### Dataset records:
········

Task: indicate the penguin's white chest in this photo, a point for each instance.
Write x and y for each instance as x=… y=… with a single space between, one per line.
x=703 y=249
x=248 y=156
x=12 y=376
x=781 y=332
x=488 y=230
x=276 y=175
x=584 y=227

········

### Given instruction:
Return each line of the records above with no changes.

### Task solution:
Task: indicate the penguin's white chest in this photo, a point for each instance.
Write x and y for each instance as x=… y=… with a single space between, one per line.
x=703 y=249
x=248 y=156
x=12 y=376
x=781 y=332
x=488 y=230
x=276 y=175
x=584 y=227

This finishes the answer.